Text passage —

[start]

Skip to main content

API Path Metrics Dashboard

Overview

The API Path Metrics Dashboard provides detailed, endpoint-specific metrics for individual API paths. Unlike the API Request Dashboard which shows aggregated metrics across all endpoints, this dashboard allows you to drill down into specific paths to analyze their performance, traffic patterns, and error rates. This is ideal for investigating specific endpoints, optimizing latency-critical paths, and understanding endpoint-level behavior.

Key Features

  • Path Selection: Dropdown selector to choose specific API paths
  • Endpoint-Specific Metrics: All metrics filtered to the selected path
  • Performance Analysis: Response time percentiles and averages for the selected path
  • Error Breakdown: Detailed error rates by status code for the path
  • Traffic Patterns: Request rates and method distribution for the path
  • Real-time Monitoring: Live metrics updated continuously from Prometheus

Dashboard Structure

The dashboard is organized into two main sections with all panels filtered by the selected path:

  1. Request Rates - Request volume, errors, and method distribution (5 panels)
  2. Response Time - Response time metrics and success rates (2 panels)

Path Selection

Path Dropdown

Description: Template variable dropdown at the top of the dashboard that allows you to select which API path to analyze.

Options:

  • All: Shows metrics for all paths (uses regex .*)
  • Specific Path: Select any individual path from the list

Query:

label_values(http_server_duration_milliseconds_count{job="otel-collector", namespace="dynamoai"}, path)

Use Cases:

  • Focus analysis on specific endpoints
  • Monitor latency-critical endpoints
  • Compare different paths

Request Rates

This section provides detailed analysis of request patterns, errors, and method distribution for the selected path.

Request Rates

Total Requests Rate

Description: Time-series graph showing the request rate per second for the selected path.

Metrics:

  • Requests per second (req/s)
  • Filtered to the selected path

Query:

sum(rate(http_server_duration_milliseconds_count{job="otel-collector", namespace="dynamoai", path=~"$path"}[1m]))

Error Rates by Status Code

Description: Breakdown of error rates showing the rate for each specific status code (excluding 2xx) for the selected path.

Metrics:

  • Individual status code rates (400, 401, 403, 404, 500, 502, 503, 504, etc.)
  • Rate per second for each status code
  • Excludes 2xx status codes

Query:

sum by (status) (rate(http_server_duration_milliseconds_count{status!~"2..", job="otel-collector", namespace="dynamoai", path=~"$path"}[1m]))

Request Rate by HTTP Method

Description: Breakdown of request rate by HTTP method (GET, POST, PUT, DELETE, etc.) for the selected path.

Metrics:

  • Request rate per second for each HTTP method
  • Method distribution over time for the path

Query:

sum by (method) (rate(http_server_duration_milliseconds_count{job="otel-collector", namespace="dynamoai", path=~"$path"}[1m]))

[end]

Dataset entries —
[start]

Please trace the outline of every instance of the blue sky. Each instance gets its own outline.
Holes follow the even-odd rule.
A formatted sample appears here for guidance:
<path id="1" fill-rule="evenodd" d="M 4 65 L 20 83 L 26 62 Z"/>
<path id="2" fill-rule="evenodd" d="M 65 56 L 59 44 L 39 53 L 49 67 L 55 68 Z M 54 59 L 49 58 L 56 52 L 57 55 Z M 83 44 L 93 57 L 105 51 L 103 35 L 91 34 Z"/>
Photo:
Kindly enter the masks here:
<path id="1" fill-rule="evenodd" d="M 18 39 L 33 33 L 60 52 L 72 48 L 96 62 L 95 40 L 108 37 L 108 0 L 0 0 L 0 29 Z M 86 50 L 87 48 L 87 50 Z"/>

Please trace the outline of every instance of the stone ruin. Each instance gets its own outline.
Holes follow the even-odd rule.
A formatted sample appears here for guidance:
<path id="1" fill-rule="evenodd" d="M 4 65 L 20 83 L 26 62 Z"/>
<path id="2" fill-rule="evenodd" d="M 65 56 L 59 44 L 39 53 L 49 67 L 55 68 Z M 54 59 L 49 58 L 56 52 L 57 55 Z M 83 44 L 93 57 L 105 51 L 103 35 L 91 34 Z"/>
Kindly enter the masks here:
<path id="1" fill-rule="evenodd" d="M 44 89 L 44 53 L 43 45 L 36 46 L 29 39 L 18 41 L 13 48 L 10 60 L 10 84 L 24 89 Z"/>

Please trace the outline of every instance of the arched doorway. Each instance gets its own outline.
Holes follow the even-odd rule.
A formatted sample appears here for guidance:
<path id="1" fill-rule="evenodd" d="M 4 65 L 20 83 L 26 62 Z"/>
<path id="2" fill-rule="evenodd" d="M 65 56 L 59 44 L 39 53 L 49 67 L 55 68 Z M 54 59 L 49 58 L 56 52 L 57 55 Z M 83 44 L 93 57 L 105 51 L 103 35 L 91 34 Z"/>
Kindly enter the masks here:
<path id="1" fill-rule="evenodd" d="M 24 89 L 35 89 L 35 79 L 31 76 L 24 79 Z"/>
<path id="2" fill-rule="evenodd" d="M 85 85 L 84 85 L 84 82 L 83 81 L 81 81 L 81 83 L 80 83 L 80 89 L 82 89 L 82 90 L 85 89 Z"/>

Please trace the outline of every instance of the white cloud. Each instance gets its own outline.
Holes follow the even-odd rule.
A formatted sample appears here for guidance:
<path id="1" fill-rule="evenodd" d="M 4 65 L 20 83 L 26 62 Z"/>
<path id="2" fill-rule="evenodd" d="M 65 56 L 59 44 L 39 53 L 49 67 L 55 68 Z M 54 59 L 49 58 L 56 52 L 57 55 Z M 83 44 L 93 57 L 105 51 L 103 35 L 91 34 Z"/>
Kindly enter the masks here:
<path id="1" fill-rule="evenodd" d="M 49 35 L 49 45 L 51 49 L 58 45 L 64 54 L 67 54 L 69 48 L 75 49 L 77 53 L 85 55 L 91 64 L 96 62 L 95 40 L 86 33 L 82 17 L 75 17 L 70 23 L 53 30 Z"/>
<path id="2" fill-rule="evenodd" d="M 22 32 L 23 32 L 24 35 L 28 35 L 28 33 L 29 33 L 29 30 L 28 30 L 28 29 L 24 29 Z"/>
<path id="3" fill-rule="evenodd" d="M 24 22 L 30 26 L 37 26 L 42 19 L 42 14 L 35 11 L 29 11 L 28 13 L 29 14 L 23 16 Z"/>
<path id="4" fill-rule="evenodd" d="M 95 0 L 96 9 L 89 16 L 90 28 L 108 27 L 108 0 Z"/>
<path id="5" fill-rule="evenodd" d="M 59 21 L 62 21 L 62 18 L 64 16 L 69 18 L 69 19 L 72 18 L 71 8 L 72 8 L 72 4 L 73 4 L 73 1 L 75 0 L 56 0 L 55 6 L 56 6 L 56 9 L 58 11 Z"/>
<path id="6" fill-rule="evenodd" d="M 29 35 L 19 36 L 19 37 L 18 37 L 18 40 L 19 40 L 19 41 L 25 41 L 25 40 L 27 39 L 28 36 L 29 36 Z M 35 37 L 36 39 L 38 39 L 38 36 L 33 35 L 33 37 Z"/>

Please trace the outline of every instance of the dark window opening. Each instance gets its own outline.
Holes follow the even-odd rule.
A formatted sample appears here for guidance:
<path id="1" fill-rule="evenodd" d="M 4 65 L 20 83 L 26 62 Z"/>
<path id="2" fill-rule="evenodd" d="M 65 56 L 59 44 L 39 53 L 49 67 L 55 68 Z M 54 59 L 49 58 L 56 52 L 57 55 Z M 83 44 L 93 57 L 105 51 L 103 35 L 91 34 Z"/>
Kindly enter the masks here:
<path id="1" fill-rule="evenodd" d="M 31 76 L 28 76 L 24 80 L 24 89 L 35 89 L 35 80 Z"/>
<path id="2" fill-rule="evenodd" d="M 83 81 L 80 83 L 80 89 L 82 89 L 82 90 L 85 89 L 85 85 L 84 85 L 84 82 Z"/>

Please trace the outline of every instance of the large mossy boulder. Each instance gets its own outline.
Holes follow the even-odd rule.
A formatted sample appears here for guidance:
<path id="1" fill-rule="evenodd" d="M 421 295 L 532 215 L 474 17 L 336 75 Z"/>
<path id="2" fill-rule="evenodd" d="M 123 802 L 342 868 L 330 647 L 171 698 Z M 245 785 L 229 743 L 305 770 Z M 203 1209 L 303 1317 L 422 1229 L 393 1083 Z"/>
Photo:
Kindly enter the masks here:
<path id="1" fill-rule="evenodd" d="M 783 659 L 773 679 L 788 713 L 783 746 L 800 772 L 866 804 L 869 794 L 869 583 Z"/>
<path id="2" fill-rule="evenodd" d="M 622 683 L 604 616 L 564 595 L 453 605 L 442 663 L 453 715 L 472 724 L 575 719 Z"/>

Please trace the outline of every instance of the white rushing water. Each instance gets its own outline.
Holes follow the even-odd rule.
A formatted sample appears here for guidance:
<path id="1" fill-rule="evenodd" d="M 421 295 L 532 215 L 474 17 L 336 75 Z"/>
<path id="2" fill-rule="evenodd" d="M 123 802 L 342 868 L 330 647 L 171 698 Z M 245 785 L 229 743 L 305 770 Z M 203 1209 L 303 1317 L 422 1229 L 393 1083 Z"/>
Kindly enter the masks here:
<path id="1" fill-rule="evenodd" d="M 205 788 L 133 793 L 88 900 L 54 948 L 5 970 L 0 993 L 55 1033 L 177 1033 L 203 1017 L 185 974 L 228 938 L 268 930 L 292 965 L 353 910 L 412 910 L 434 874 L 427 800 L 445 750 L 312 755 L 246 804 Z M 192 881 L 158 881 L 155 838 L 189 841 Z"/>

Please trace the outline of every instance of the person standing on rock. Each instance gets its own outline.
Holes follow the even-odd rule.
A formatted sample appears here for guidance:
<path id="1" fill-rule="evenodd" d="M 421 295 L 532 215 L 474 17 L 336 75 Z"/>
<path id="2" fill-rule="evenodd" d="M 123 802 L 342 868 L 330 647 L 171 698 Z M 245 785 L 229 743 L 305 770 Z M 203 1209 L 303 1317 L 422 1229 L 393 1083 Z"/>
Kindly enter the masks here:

[end]

Given request 1 — According to the API path metrics page, how many panels are in the Response Time section?
Given request 2 —
For each statement, say whether it agrees with the API path metrics page, and quote the words that decide it.
(a) The Error Rates by Status Code panel includes 2xx status codes.
(b) The Request Rates section has five panels.
(c) The metrics are refreshed once a day.
Given request 3 — Retype the API path metrics page from "1. Request Rates" up to and including "rates (2 panels)".

Full response 1 — Two panels.

Full response 2 —
(a) No: "Excludes 2xx status codes"
(b) Yes: "Request volume, errors, and method distribution (5 panels)"
(c) No: "Live metrics updated continuously from Prometheus"

Full response 3 —
1. Request Rates - Request volume, errors, and method distribution (5 panels)
  2. Response Time - Response time metrics and success rates (2 panels)